◆ **LISTED ENTRIES**:
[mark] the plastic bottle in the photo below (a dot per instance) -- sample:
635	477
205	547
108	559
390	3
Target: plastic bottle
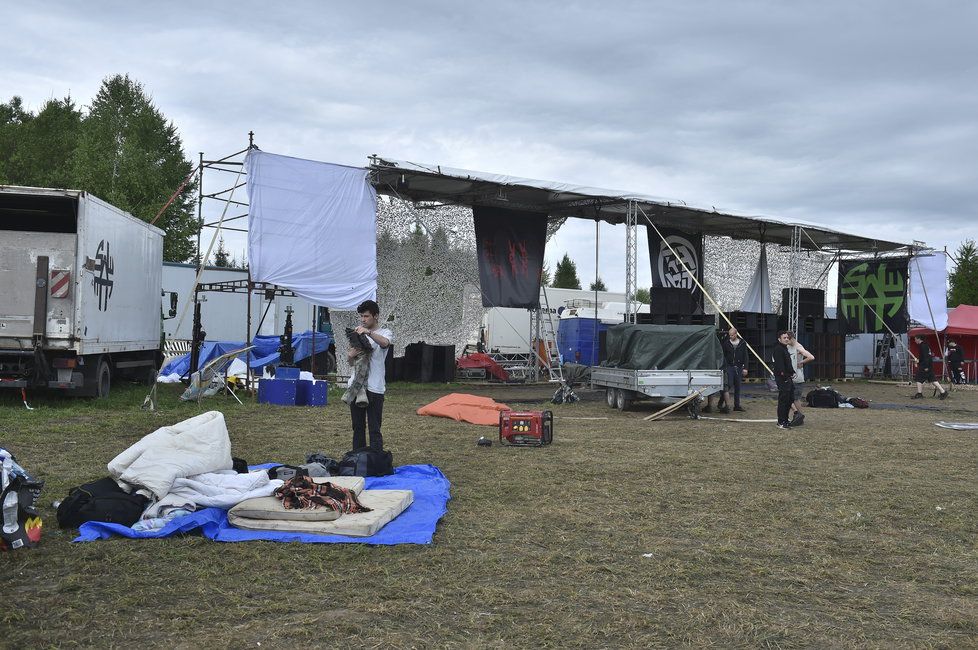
10	503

◆ **THE TASK**: Give back the full listing word for word, with the pictures left out.

◆ **TASK SOLUTION**:
[mark] the plastic bottle in the photo below (a dot per instance) -- sample:
635	477
205	547
108	559
390	3
Target: plastic bottle
10	503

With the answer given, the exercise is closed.